■ **THE TASK**
Count the lines in the items below that contain the string "wheel", and give only that number.

■ **GIVEN DATA**
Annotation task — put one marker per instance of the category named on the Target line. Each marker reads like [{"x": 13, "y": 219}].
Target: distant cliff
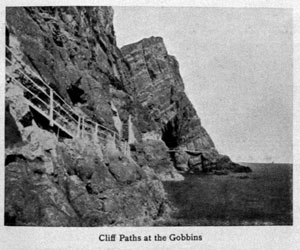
[{"x": 137, "y": 92}]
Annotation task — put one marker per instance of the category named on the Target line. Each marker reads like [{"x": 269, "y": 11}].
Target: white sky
[{"x": 236, "y": 64}]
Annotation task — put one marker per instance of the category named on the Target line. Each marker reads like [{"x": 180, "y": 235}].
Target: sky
[{"x": 237, "y": 66}]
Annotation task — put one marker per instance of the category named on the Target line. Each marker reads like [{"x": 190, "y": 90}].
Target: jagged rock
[
  {"x": 124, "y": 171},
  {"x": 153, "y": 153},
  {"x": 136, "y": 91},
  {"x": 159, "y": 88}
]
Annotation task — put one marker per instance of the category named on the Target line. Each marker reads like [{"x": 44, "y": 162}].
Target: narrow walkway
[
  {"x": 187, "y": 151},
  {"x": 42, "y": 98}
]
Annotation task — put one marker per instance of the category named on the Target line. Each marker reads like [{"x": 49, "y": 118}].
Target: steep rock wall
[
  {"x": 136, "y": 91},
  {"x": 158, "y": 86}
]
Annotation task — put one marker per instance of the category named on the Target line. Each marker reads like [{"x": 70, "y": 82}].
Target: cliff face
[
  {"x": 52, "y": 180},
  {"x": 158, "y": 86}
]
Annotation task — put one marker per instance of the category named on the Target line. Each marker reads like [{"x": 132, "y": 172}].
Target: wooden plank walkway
[{"x": 42, "y": 98}]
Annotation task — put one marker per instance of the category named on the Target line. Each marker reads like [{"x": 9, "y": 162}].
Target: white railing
[{"x": 48, "y": 103}]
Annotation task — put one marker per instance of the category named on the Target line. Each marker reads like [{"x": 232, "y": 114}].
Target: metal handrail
[{"x": 55, "y": 103}]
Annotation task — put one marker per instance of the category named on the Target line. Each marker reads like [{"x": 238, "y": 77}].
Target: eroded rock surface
[{"x": 52, "y": 180}]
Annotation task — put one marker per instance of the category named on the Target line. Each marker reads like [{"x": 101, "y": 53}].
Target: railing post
[
  {"x": 51, "y": 108},
  {"x": 82, "y": 129},
  {"x": 78, "y": 126},
  {"x": 96, "y": 133}
]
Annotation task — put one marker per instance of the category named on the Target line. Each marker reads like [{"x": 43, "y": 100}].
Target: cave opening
[
  {"x": 170, "y": 133},
  {"x": 76, "y": 94}
]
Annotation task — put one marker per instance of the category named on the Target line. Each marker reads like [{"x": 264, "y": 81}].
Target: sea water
[{"x": 263, "y": 197}]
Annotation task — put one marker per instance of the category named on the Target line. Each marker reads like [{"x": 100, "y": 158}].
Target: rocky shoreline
[{"x": 136, "y": 91}]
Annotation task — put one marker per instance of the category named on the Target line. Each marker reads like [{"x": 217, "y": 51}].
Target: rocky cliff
[{"x": 137, "y": 92}]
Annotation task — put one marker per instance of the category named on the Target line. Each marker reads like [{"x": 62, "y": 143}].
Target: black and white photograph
[{"x": 144, "y": 117}]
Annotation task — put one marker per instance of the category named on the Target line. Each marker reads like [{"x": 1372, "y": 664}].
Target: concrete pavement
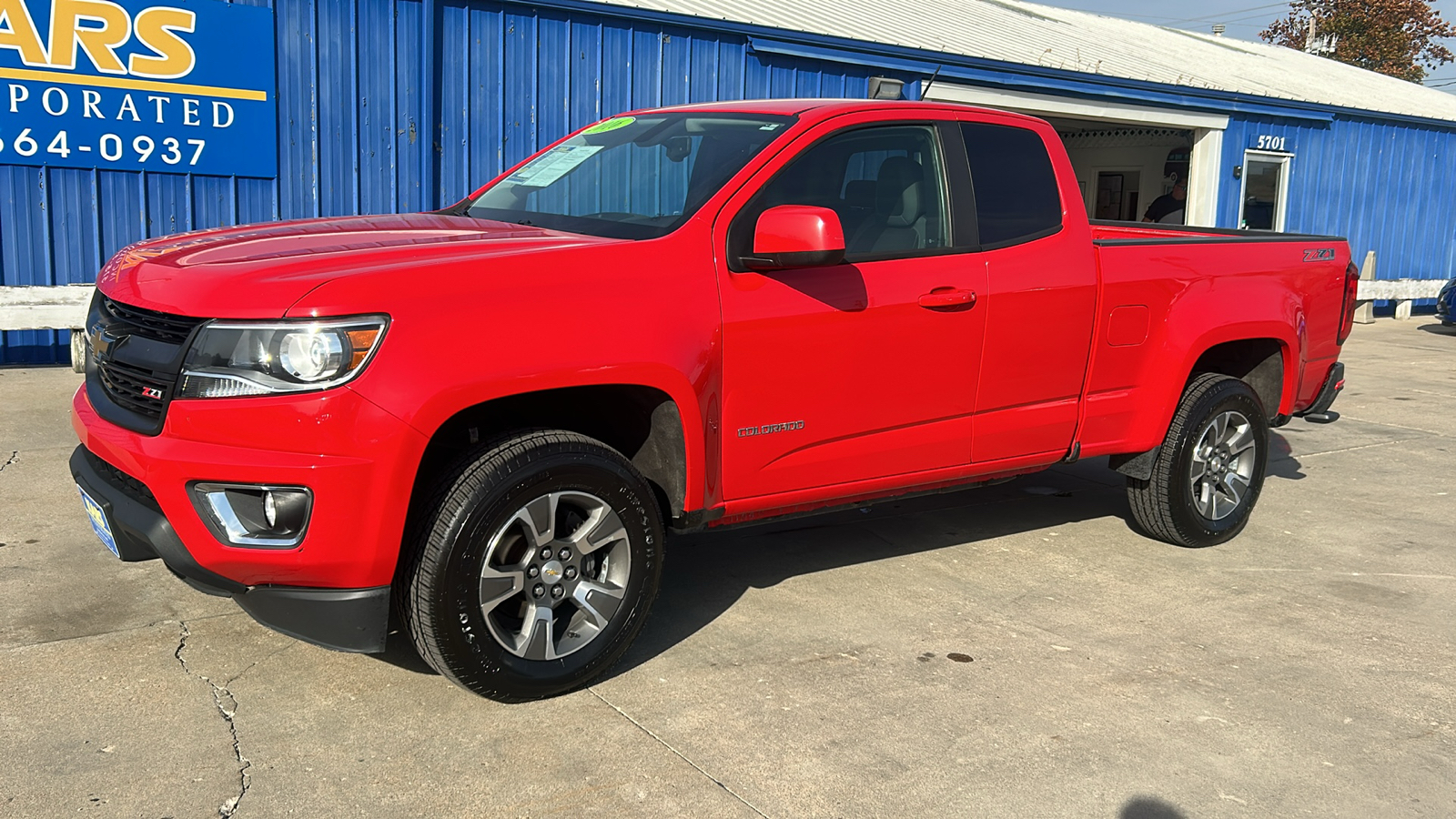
[{"x": 1005, "y": 652}]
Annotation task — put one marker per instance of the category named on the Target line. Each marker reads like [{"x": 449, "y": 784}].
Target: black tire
[
  {"x": 470, "y": 519},
  {"x": 1167, "y": 504}
]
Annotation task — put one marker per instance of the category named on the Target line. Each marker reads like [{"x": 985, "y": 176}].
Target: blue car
[{"x": 1446, "y": 303}]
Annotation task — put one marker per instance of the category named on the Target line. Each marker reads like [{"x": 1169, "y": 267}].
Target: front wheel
[
  {"x": 536, "y": 566},
  {"x": 1210, "y": 470}
]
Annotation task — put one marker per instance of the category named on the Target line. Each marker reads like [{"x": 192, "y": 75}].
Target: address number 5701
[{"x": 111, "y": 147}]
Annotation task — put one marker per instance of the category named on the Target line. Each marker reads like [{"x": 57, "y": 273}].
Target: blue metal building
[{"x": 398, "y": 106}]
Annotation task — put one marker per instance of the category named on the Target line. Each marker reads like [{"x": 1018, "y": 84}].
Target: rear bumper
[{"x": 1320, "y": 410}]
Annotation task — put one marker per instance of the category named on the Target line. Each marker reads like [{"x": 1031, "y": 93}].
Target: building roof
[{"x": 1028, "y": 34}]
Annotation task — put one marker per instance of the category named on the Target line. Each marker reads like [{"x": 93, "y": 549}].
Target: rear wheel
[
  {"x": 536, "y": 566},
  {"x": 1210, "y": 470}
]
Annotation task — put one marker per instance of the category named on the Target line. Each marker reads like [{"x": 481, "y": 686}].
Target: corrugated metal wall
[
  {"x": 360, "y": 82},
  {"x": 357, "y": 84},
  {"x": 1387, "y": 187}
]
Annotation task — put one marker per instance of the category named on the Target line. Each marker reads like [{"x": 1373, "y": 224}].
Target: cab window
[
  {"x": 1016, "y": 197},
  {"x": 885, "y": 182}
]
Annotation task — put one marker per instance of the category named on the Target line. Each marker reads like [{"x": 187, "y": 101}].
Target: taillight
[{"x": 1347, "y": 315}]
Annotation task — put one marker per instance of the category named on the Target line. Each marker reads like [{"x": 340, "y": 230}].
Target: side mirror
[{"x": 797, "y": 237}]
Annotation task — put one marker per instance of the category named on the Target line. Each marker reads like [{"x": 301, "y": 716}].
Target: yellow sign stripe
[{"x": 56, "y": 77}]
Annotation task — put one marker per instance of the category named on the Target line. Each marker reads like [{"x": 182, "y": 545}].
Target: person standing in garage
[{"x": 1168, "y": 208}]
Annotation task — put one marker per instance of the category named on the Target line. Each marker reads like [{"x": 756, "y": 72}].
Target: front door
[{"x": 858, "y": 370}]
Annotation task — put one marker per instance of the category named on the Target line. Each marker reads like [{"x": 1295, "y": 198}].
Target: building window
[{"x": 1264, "y": 194}]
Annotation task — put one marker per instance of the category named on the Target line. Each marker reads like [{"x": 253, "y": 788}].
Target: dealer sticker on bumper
[{"x": 99, "y": 522}]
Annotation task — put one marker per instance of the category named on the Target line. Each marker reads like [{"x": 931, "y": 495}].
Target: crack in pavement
[
  {"x": 222, "y": 697},
  {"x": 681, "y": 755}
]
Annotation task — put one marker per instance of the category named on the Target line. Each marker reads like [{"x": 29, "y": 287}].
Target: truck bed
[{"x": 1171, "y": 290}]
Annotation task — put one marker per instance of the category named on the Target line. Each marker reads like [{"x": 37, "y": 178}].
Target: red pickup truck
[{"x": 487, "y": 419}]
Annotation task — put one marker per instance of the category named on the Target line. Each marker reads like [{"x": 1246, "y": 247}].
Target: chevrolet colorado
[{"x": 487, "y": 419}]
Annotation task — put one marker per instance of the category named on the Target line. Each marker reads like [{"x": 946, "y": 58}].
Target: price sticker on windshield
[
  {"x": 611, "y": 124},
  {"x": 552, "y": 165}
]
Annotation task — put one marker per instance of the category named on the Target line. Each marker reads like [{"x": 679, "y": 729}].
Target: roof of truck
[
  {"x": 1045, "y": 36},
  {"x": 824, "y": 106}
]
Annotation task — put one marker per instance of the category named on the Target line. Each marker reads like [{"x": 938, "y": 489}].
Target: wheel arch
[
  {"x": 1263, "y": 363},
  {"x": 642, "y": 423}
]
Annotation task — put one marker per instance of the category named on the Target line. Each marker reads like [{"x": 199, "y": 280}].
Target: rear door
[{"x": 839, "y": 373}]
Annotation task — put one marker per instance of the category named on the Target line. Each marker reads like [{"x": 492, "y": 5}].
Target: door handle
[{"x": 948, "y": 298}]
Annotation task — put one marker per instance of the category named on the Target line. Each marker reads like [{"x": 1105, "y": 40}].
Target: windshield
[{"x": 631, "y": 177}]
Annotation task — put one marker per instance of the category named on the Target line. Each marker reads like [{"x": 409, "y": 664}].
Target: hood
[{"x": 261, "y": 270}]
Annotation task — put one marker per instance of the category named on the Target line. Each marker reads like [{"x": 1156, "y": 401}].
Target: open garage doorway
[
  {"x": 1125, "y": 157},
  {"x": 1125, "y": 172}
]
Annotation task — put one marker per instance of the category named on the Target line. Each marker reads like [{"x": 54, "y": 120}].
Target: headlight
[{"x": 235, "y": 359}]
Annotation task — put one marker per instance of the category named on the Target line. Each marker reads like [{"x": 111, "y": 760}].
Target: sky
[{"x": 1242, "y": 19}]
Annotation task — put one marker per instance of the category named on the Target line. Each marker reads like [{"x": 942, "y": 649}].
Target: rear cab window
[
  {"x": 1016, "y": 187},
  {"x": 885, "y": 182}
]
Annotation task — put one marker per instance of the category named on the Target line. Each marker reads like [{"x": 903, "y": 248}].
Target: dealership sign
[{"x": 182, "y": 87}]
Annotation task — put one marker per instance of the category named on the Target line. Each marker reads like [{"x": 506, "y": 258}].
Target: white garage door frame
[{"x": 1208, "y": 130}]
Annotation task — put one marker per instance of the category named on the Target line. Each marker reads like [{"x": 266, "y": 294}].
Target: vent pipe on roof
[{"x": 885, "y": 87}]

■ **RESULT OF THIS EXERCISE**
3